§ **Wyciągnięte wpisy**:
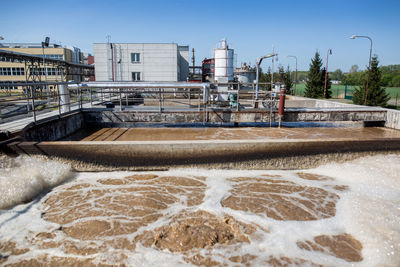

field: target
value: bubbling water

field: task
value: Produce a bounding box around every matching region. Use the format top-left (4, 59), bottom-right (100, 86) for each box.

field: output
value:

==

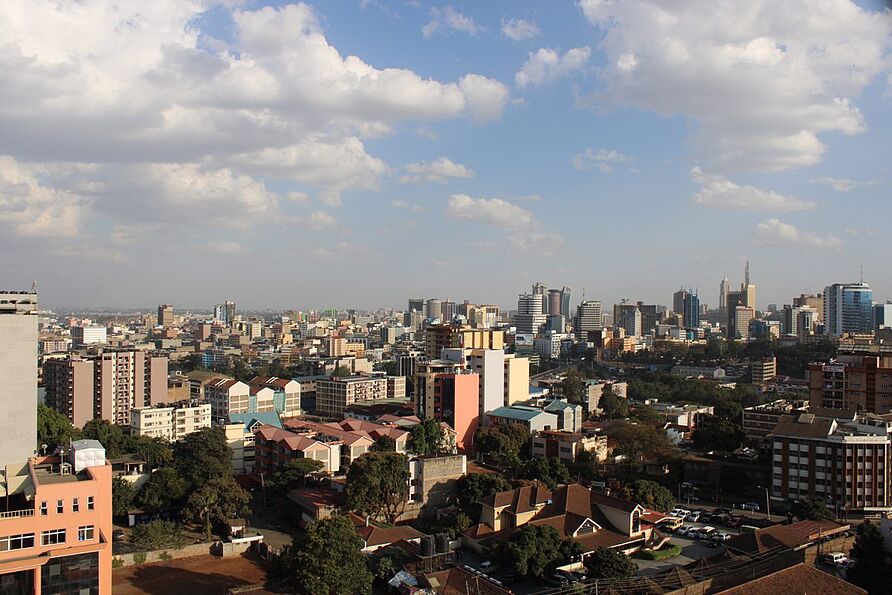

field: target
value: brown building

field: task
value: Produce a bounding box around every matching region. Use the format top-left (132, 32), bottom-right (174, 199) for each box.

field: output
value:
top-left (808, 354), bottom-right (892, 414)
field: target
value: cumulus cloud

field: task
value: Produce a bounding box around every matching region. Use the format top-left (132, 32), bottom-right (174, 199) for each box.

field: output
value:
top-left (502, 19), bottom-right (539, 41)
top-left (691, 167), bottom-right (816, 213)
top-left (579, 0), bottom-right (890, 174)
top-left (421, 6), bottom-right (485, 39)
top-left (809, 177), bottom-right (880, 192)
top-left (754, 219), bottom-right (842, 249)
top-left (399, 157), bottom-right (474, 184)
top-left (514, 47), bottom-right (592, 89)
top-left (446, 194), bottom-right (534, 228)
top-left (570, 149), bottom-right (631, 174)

--

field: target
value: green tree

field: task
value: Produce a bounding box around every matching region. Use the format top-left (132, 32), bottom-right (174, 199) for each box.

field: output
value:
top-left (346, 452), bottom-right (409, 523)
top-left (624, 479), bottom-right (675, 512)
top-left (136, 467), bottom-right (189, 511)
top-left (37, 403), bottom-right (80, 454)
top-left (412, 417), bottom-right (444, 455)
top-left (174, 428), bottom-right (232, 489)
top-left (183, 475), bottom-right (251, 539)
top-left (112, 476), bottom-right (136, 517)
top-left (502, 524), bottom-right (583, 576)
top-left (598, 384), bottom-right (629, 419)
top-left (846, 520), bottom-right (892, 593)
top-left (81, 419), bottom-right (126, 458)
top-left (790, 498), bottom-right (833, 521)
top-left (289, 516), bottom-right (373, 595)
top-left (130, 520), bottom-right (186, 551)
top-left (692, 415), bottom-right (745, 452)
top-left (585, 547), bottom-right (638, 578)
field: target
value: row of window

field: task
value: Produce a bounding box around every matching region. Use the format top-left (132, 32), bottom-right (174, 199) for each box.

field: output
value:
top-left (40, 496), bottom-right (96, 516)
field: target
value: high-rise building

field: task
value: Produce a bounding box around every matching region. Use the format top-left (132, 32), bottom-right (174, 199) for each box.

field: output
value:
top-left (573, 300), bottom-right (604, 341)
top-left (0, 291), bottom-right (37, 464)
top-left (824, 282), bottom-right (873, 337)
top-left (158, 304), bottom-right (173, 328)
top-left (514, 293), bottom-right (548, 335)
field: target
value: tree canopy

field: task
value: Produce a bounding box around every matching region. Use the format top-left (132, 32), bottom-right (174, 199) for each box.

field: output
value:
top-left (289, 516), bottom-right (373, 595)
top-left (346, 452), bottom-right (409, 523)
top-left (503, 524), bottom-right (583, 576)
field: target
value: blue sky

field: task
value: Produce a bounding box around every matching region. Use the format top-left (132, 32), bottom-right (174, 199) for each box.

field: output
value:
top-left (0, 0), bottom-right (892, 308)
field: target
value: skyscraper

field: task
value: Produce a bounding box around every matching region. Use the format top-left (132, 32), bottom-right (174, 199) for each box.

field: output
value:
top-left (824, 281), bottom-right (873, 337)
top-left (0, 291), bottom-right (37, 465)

§ **Do zrobienia**: Wyciągnij z powyższych wpisów każdą linię, w której jest słowo „building”. Wielkość liter ma znaczenie.

§ **Wynik zadania**:
value: brown building
value: high-rise building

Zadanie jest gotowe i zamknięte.